• Tekstfragment:
__________

Ontvankelijkheid van de verdachte en de officier van justitie in het hoger beroep
De advocaat-generaal heeft bij e-mail van 17 mei 2022 te kennen gegeven dat het openbaar ministerie haar oorspronkelijke bezwaren tegen het vonnis niet langer wenst te handhaven en heeft het hof verzocht de officier van justitie op grond van artikel 416, derde lid, van het Wetboek van Strafvordering niet-ontvankelijk te verklaren in het hoger beroep.
Bij e-mail van 18 mei 2022 heeft de raadsman namens de verdachte te kennen gegeven dat hij zijn oorspronkelijke bezwaren tegen het vonnis niet langer wenst te handhaven en dat hij het hof verzoekt hem op grond van artikel 416, tweede lid, Sv niet-ontvankelijk te verklaren in het hoger beroep.

__________

• Opdrachten:
A. Op welke datum stuurde de advocaat-generaal volgens het tekstfragment haar e-mail aan het hof?
B. Kloppen deze uitspraken met het tekstfragment? Geef bij elke uitspraak ja of nee, met de doorslaggevende woorden uit het tekstfragment letterlijk geciteerd.
(i) De raadsman stuurde namens de verdachte een e-mail op 18 mei 2022.
(ii) Het verzoek van de advocaat-generaal steunt op artikel 416, tweede lid, van het Wetboek van Strafvordering.
(iii) Het openbaar ministerie wil zijn oorspronkelijke bezwaren tegen het vonnis blijven handhaven.
C. Geef een deel van het tekstfragment woordelijk weer: begin bij de woorden "Ontvankelijkheid van de" en stop na "Sv niet-ontvankelijk te verklaren in het hoger beroep.".
Het overzicht komt uit een andere bron dan het tekstfragment.

• Aangeleverde gegevens:
__________

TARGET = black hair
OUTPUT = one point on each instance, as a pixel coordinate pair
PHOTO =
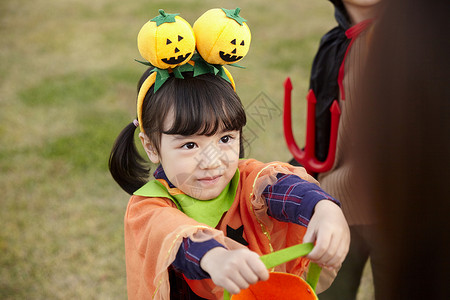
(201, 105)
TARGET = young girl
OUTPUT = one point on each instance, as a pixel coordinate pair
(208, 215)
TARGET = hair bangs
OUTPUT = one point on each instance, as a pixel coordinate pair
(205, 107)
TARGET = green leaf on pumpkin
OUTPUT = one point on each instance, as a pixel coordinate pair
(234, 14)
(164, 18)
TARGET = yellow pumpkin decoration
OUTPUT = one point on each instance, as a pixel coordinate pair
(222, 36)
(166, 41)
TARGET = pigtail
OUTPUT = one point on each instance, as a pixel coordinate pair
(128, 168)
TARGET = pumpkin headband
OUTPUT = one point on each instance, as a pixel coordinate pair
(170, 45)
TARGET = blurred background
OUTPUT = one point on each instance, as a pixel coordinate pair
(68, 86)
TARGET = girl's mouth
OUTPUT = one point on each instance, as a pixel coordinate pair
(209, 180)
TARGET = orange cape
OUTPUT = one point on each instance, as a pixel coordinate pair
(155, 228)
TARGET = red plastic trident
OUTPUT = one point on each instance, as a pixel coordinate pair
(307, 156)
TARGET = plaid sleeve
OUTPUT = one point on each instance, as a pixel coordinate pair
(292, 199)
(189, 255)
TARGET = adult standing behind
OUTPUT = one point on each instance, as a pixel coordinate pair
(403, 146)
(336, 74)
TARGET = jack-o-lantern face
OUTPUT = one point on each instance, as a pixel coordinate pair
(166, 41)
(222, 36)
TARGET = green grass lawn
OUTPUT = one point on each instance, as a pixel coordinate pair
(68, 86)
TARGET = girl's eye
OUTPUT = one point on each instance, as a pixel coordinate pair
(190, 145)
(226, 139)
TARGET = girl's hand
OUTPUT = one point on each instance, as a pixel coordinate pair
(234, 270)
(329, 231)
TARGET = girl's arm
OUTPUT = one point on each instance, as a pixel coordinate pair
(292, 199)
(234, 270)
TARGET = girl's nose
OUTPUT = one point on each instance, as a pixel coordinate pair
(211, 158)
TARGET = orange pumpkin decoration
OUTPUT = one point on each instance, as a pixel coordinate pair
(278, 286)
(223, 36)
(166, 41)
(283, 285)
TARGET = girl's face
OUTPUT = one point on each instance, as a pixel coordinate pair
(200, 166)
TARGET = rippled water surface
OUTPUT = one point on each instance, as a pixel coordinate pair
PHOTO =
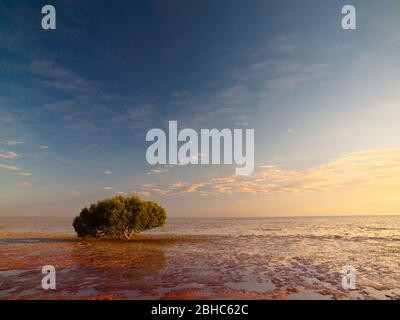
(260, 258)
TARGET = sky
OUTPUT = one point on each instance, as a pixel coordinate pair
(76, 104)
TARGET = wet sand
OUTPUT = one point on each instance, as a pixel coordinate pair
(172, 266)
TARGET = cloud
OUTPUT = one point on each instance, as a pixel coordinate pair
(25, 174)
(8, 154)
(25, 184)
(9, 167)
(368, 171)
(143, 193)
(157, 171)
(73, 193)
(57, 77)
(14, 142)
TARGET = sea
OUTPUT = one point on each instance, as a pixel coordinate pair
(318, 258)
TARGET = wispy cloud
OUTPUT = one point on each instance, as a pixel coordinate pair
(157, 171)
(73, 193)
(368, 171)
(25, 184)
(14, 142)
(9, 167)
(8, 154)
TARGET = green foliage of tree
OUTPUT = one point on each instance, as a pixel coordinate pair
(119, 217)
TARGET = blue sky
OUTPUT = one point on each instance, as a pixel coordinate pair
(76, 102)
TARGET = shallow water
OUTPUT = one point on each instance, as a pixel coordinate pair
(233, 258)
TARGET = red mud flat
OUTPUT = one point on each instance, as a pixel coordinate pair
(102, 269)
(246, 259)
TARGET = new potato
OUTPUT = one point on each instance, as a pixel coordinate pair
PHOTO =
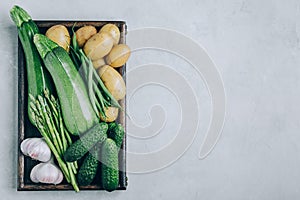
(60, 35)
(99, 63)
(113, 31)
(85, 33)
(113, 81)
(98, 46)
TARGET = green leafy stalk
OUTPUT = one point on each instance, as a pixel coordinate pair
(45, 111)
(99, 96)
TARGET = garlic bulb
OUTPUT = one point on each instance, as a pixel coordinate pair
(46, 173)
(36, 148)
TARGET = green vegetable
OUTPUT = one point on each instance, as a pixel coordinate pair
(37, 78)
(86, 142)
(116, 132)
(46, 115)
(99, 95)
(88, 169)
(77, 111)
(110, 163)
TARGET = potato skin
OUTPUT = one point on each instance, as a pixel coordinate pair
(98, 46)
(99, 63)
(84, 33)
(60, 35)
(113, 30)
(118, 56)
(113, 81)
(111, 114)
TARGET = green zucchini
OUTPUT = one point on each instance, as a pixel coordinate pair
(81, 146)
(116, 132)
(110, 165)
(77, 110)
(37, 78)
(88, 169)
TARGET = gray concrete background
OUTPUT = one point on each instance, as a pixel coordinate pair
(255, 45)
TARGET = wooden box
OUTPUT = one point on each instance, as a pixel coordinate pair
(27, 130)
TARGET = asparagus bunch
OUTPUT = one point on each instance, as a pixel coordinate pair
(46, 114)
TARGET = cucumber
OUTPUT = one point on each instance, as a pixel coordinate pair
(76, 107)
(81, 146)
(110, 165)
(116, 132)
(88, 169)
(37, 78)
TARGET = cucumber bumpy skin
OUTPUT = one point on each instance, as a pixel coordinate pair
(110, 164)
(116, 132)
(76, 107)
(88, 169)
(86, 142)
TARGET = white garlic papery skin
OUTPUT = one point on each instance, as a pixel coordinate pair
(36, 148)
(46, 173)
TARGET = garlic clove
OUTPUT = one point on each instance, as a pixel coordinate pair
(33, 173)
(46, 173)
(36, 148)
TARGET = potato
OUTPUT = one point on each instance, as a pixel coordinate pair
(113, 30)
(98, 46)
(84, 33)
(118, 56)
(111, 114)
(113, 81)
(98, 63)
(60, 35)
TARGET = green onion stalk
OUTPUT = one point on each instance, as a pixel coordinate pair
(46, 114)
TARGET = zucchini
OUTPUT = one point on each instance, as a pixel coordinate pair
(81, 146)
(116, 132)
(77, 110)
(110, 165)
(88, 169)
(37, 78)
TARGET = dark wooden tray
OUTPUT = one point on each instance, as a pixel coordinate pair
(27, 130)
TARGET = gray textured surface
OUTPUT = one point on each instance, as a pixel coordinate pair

__________

• Antwoorden per opdracht:
A. Op 17 mei 2022.

B.
(i) Ja: "Bij e-mail van 18 mei 2022 heeft de raadsman namens de verdachte"
(ii) Nee: "op grond van artikel 416, derde lid, van het Wetboek van Strafvordering"
(iii) Nee: "haar oorspronkelijke bezwaren tegen het vonnis niet langer wenst te handhaven"

C.
Ontvankelijkheid van de verdachte en de officier van justitie in het hoger beroep
De advocaat-generaal heeft bij e-mail van 17 mei 2022 te kennen gegeven dat het openbaar ministerie haar oorspronkelijke bezwaren tegen het vonnis niet langer wenst te handhaven en heeft het hof verzocht de officier van justitie op grond van artikel 416, derde lid, van het Wetboek van Strafvordering niet-ontvankelijk te verklaren in het hoger beroep.
Bij e-mail van 18 mei 2022 heeft de raadsman namens de verdachte te kennen gegeven dat hij zijn oorspronkelijke bezwaren tegen het vonnis niet langer wenst te handhaven en dat hij het hof verzoekt hem op grond van artikel 416, tweede lid, Sv niet-ontvankelijk te verklaren in het hoger beroep.